(GOAL OF THE EXERCISE): Rewrite the listing below with every "component" changed to "tool", leaving everything else unchanged.

Pointing dataset listing
(begin)

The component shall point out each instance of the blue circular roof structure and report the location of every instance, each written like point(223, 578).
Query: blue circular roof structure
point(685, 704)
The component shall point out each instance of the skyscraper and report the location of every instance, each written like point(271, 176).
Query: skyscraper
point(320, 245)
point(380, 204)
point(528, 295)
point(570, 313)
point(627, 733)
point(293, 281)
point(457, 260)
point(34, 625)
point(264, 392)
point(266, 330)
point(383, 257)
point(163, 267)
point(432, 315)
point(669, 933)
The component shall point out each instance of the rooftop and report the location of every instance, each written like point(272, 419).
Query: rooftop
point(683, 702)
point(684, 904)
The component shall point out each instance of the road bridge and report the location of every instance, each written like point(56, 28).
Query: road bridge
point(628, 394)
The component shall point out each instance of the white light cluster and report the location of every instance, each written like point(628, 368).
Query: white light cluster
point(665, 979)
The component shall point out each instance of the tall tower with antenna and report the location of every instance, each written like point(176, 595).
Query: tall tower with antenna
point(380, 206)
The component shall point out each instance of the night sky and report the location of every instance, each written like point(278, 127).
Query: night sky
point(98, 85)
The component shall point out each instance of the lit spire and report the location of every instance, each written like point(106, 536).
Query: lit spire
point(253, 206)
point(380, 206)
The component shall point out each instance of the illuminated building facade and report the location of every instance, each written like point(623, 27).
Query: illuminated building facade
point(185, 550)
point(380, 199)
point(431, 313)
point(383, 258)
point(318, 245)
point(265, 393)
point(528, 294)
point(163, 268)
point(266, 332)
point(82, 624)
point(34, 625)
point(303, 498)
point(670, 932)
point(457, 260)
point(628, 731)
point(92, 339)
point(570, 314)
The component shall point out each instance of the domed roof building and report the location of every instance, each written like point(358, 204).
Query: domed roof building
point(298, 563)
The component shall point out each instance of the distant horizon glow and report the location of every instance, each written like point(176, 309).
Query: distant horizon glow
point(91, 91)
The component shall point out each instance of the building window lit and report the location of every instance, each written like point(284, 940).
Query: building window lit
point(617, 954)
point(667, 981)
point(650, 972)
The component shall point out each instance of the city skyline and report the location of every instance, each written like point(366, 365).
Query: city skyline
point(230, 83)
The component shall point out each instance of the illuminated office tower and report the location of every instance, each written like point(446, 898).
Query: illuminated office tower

(end)

(SOLUTION TO THE EXERCISE):
The tool shall point out each instance of the blue circular roof structure and report the location of every instance, each written like point(223, 578).
Query: blue circular roof structure
point(685, 704)
The tool shall point out each instance of the skyscraper and report the location of every instance, each written like point(271, 176).
Query: skyscraper
point(320, 245)
point(380, 204)
point(528, 295)
point(570, 313)
point(627, 733)
point(293, 281)
point(457, 260)
point(34, 625)
point(264, 392)
point(266, 330)
point(383, 257)
point(163, 267)
point(432, 315)
point(669, 933)
The tool shall point out each instance of the rooftop and report the location of every instance, each written like point(272, 419).
Query: rooftop
point(683, 702)
point(684, 904)
The tool shall point out each instance of the road bridge and report the location of every instance, each written like point(56, 28).
Query: road bridge
point(628, 394)
The tool shall point out each instance of the white light cluster and report the location of every instance, each written like point(628, 368).
Query: white light cluster
point(665, 979)
The tool shall point out each instance of the tall tower with antenna and report the location of every instance, each written like point(176, 595).
Query: tall tower with antenna
point(380, 206)
The tool shall point out each instance of the night sky and report the location of every instance, each written like point(278, 127).
Query: night sky
point(98, 85)
The tool shall point out each instance of the lit spire and report the location of every instance, each written like point(106, 536).
Query: lit spire
point(253, 206)
point(380, 206)
The tool shall point out each instance of the illuminated building facade and report the location of every instance, each written like point(623, 27).
Query: illuminated building facade
point(185, 550)
point(380, 199)
point(431, 313)
point(383, 258)
point(318, 245)
point(265, 393)
point(528, 294)
point(163, 268)
point(266, 332)
point(82, 624)
point(34, 625)
point(303, 498)
point(670, 932)
point(457, 260)
point(628, 731)
point(92, 339)
point(570, 314)
The tool shall point out each instance of the domed roof building and report the location of every instance, each written like point(358, 204).
Query: domed roof building
point(298, 563)
The tool shall point out each instance of the distant horizon glow and report the location of every instance, each written like point(176, 309).
Query: distant horizon glow
point(91, 91)
The tool shall point out each instance of the building window lit and report the location of every instance, each written like point(284, 940).
Query: building window lit
point(617, 954)
point(667, 981)
point(650, 972)
The tool shall point out each instance of the city skyline and report the location of every instance, each written like point(366, 365).
Query: city skyline
point(230, 83)
The tool shall point out each instance of the illuminated office tower and report the location of every instance, each written like point(446, 898).
Query: illuminated office tower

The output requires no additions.